Exercise brief:
Report each line from the records where the string "target" turns up.

Dataset records:
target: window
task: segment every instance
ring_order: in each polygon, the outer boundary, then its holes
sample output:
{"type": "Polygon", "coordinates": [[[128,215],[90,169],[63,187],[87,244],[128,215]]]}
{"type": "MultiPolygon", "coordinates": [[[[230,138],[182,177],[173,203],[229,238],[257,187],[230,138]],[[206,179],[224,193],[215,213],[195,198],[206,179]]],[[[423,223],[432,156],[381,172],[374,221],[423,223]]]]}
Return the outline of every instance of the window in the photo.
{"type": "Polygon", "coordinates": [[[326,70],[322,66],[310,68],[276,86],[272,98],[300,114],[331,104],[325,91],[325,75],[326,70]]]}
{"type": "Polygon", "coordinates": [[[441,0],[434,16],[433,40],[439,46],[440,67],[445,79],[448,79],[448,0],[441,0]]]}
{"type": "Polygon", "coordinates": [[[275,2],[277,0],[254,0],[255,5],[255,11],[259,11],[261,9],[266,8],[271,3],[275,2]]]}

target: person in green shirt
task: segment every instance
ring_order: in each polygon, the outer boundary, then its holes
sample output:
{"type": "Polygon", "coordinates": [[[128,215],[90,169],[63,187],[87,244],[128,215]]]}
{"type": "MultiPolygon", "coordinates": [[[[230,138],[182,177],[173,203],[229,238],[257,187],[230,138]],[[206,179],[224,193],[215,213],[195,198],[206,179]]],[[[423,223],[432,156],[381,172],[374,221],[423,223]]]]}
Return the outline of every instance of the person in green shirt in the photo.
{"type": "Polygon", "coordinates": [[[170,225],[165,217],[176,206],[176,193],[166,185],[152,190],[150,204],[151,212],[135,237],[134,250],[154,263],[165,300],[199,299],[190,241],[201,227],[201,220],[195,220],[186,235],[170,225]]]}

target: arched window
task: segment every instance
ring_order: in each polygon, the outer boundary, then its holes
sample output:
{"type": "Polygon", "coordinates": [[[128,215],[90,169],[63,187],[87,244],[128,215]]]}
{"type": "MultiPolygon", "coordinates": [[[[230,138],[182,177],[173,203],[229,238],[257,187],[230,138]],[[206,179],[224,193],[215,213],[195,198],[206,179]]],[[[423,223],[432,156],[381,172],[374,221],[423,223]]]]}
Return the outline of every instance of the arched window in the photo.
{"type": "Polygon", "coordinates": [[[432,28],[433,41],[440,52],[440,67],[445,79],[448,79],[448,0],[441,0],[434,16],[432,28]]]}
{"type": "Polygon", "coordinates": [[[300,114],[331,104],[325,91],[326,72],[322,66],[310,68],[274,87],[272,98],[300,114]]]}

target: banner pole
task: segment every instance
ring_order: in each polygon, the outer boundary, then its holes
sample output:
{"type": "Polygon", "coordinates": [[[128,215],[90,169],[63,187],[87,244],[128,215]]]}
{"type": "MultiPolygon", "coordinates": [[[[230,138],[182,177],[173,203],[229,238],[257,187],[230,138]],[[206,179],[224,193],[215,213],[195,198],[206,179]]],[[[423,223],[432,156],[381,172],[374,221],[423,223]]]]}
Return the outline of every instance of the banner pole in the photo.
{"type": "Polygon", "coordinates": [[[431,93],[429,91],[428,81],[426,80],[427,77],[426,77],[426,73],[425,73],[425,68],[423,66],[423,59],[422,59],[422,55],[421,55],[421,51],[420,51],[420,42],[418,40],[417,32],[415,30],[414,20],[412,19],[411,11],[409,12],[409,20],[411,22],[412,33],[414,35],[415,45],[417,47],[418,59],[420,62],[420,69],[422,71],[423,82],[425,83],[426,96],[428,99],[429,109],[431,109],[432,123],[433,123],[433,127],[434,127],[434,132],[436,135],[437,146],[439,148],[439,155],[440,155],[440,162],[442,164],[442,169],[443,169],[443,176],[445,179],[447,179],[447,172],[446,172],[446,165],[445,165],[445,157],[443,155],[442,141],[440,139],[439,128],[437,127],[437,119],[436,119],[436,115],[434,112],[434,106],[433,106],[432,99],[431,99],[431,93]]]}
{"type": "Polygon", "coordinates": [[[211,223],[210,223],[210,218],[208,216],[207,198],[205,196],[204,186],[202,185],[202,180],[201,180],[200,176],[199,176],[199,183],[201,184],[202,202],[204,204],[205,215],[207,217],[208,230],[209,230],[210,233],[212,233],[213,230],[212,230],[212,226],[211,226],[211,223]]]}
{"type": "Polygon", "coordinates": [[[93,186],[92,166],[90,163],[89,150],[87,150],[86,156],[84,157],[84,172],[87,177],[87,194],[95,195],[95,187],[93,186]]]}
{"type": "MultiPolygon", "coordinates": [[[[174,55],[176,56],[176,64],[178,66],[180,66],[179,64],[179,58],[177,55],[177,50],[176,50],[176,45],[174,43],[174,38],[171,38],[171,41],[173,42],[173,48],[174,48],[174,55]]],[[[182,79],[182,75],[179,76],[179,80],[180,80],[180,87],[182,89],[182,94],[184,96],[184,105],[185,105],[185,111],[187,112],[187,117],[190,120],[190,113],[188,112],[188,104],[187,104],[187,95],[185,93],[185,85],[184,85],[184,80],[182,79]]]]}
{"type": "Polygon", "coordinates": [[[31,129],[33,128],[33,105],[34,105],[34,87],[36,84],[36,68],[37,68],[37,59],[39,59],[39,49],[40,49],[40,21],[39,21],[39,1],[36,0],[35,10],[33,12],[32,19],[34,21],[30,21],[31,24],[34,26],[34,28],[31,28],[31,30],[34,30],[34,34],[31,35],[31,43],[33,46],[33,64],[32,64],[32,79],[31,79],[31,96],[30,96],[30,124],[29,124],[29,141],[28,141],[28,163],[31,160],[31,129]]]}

Answer area:
target: window
target: person in green shirt
target: arched window
target: banner pole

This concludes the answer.